## TASK TO CARRY OUT
Range to output from the entries below: the line containing "the distant ridge." through the line containing "of the waterfall.". Set it down exactly, ends included, nothing else.

## SOURCE INFORMATION
+--

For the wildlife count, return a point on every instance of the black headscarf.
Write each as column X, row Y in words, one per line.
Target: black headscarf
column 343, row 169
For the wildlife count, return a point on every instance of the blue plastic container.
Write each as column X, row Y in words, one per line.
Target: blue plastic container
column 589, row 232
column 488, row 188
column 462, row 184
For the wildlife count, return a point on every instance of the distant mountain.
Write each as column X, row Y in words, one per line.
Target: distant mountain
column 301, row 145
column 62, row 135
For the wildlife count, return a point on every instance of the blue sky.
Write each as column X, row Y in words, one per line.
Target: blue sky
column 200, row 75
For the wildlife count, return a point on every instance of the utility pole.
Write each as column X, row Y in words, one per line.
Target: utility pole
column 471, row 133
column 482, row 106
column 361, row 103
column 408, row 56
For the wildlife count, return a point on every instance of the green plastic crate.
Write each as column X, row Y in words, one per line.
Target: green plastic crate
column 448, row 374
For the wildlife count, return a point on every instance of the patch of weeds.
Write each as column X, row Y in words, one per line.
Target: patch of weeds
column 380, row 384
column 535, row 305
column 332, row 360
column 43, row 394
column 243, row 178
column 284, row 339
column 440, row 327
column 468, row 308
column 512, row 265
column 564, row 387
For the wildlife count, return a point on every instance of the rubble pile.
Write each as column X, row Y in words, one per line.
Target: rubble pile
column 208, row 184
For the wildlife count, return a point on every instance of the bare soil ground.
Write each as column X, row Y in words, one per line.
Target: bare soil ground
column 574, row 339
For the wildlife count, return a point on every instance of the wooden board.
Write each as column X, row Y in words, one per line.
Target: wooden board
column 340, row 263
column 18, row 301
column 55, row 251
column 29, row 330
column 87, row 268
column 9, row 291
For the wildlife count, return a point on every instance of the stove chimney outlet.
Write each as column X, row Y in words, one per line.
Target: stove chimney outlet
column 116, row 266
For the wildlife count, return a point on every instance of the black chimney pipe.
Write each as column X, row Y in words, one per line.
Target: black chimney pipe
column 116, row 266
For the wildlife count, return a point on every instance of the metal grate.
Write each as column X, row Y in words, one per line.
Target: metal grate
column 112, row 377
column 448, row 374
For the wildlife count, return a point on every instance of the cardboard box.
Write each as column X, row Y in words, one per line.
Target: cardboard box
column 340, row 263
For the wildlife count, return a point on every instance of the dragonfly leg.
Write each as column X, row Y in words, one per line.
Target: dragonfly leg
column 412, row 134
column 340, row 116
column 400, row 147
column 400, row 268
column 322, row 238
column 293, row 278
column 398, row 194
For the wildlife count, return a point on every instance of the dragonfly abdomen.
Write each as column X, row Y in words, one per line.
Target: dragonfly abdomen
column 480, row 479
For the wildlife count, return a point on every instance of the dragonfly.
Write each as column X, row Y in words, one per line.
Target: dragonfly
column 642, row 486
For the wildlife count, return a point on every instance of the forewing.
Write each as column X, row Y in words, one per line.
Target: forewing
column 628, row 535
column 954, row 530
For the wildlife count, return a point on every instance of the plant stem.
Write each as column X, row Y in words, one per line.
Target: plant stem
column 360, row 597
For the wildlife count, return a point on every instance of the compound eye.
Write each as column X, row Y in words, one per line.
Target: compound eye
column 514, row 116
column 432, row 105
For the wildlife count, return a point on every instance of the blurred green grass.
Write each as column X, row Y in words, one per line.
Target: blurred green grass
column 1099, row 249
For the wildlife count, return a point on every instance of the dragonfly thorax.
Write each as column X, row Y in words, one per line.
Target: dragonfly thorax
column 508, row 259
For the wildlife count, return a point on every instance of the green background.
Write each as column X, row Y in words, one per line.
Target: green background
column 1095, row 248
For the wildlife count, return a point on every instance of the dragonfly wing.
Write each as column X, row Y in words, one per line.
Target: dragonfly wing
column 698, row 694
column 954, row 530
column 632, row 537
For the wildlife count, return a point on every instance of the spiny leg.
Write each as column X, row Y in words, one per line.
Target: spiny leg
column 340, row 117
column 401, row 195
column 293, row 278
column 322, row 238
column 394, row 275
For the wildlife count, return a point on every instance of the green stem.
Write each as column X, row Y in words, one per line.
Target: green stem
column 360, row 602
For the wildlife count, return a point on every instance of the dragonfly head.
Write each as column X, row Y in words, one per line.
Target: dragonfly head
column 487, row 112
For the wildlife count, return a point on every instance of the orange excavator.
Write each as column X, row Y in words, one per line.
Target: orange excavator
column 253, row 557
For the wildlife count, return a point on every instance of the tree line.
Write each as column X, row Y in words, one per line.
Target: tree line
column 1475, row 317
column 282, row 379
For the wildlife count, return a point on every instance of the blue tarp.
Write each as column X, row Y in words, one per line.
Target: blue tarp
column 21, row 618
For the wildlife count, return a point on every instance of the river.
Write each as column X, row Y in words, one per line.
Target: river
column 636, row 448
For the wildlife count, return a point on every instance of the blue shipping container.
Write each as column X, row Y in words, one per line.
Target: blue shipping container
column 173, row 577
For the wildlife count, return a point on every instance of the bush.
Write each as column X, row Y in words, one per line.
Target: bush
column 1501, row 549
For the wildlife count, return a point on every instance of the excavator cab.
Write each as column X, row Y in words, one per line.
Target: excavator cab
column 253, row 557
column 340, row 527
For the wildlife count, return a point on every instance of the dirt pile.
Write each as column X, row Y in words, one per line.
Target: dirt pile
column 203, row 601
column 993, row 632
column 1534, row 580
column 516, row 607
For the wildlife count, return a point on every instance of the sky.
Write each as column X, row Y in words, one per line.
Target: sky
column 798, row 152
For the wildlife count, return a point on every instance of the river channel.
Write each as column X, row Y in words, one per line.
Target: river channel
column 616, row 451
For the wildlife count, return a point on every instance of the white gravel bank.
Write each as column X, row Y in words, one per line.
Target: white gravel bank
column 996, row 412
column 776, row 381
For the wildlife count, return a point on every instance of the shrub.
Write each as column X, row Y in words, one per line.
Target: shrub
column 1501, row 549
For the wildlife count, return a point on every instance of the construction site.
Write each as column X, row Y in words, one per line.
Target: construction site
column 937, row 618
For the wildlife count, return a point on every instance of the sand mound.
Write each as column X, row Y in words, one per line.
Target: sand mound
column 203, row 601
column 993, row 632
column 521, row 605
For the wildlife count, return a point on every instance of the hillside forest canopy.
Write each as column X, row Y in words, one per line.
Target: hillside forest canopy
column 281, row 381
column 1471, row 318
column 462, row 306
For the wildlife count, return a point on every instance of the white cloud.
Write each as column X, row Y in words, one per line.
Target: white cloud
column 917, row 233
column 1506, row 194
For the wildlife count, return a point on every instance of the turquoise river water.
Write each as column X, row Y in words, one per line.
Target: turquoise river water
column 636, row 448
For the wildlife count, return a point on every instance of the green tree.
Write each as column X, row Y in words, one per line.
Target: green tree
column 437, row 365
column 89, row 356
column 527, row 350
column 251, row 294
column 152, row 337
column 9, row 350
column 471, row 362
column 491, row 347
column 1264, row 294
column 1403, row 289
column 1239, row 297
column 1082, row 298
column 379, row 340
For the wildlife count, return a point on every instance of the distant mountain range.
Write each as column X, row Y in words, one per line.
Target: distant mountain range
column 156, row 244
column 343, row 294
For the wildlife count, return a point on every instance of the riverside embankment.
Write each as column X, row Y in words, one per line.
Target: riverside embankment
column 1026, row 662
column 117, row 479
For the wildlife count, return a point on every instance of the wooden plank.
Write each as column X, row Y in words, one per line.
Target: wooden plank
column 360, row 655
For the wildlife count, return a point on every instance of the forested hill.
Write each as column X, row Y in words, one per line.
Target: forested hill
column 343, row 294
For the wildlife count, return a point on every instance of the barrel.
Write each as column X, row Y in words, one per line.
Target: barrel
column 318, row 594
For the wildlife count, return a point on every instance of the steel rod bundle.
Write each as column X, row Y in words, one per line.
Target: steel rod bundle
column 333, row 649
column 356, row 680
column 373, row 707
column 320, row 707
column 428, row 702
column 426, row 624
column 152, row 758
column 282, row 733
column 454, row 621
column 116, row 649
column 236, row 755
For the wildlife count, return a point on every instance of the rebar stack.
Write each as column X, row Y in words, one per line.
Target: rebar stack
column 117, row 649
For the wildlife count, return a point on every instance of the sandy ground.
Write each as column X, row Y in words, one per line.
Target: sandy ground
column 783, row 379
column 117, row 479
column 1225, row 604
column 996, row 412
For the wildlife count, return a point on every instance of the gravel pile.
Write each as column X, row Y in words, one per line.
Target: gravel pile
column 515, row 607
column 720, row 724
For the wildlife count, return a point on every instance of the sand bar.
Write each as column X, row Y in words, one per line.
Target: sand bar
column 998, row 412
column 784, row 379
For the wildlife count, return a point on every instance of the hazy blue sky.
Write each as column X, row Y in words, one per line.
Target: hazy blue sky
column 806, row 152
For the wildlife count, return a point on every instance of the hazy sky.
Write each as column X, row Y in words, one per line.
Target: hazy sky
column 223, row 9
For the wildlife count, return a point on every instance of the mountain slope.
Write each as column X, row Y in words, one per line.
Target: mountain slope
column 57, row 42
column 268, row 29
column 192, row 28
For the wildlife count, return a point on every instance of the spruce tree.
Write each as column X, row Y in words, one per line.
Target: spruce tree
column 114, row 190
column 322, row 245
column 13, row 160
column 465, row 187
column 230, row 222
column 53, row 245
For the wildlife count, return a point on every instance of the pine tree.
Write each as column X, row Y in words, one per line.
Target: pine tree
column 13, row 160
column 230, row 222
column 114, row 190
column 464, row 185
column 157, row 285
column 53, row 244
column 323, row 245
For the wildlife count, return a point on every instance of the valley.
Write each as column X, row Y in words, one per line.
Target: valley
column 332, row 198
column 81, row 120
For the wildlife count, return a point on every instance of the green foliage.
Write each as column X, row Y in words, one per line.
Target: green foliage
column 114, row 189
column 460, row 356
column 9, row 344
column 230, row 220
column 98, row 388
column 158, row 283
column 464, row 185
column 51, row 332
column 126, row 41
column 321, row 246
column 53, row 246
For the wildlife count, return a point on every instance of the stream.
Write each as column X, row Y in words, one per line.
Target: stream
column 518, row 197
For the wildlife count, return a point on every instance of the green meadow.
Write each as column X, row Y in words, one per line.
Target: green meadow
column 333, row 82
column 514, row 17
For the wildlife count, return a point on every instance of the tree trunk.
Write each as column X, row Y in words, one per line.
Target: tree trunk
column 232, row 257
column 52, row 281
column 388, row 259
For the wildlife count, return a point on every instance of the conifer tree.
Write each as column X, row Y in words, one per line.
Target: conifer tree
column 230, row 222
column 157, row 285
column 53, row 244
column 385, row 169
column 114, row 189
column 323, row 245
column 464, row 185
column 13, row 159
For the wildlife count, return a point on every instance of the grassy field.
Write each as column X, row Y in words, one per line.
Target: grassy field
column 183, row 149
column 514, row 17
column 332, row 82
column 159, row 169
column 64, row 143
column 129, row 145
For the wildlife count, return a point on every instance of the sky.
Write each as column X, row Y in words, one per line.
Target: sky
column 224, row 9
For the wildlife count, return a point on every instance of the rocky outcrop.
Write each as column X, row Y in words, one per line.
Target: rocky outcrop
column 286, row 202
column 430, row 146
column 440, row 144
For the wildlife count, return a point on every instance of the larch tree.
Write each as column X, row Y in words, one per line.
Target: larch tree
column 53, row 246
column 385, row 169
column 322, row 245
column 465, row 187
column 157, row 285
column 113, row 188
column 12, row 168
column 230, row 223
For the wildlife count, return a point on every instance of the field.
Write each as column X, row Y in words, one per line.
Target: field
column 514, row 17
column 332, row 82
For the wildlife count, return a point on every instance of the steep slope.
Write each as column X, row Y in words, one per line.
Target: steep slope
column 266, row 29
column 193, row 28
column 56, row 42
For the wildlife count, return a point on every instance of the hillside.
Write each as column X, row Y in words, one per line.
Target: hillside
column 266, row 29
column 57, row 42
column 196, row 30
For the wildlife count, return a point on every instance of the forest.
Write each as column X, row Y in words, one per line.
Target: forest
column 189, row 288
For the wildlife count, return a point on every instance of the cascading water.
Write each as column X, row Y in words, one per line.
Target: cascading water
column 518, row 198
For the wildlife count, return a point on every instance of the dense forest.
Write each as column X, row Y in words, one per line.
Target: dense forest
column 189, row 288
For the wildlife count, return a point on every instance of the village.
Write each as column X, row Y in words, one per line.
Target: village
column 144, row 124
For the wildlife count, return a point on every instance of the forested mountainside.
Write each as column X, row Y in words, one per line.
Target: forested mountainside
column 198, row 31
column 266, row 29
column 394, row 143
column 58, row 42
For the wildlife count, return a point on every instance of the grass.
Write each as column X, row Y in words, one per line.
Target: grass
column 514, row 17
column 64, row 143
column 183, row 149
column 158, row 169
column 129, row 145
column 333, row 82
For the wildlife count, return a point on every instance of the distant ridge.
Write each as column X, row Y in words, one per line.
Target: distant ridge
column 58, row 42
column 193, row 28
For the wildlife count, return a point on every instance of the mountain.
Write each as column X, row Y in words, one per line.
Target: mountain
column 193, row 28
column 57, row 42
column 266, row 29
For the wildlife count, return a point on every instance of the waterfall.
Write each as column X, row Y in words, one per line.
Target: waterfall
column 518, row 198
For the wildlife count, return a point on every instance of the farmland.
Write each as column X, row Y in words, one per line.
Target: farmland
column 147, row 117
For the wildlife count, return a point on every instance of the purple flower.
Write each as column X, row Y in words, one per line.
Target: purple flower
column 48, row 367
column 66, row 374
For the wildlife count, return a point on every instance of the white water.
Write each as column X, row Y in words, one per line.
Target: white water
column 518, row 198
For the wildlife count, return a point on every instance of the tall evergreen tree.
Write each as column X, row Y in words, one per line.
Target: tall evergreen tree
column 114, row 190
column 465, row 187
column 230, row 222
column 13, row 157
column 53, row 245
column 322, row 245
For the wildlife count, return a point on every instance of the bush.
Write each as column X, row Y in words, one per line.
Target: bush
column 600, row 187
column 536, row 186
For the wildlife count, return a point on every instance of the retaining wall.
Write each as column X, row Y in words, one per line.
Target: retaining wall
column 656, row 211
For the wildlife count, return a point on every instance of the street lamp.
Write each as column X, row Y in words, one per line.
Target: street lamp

+--

## RESPONSE AREA
For the wildlife count, return a point on every instance of the distant ridge.
Write each as column X, row Y in words, one per line.
Target: distant ridge
column 58, row 42
column 193, row 28
For the wildlife count, return a point on every instance of the mountain.
Write each as column X, row Y in words, one per line.
Target: mountain
column 193, row 28
column 57, row 42
column 266, row 29
For the wildlife count, return a point on every instance of the waterfall.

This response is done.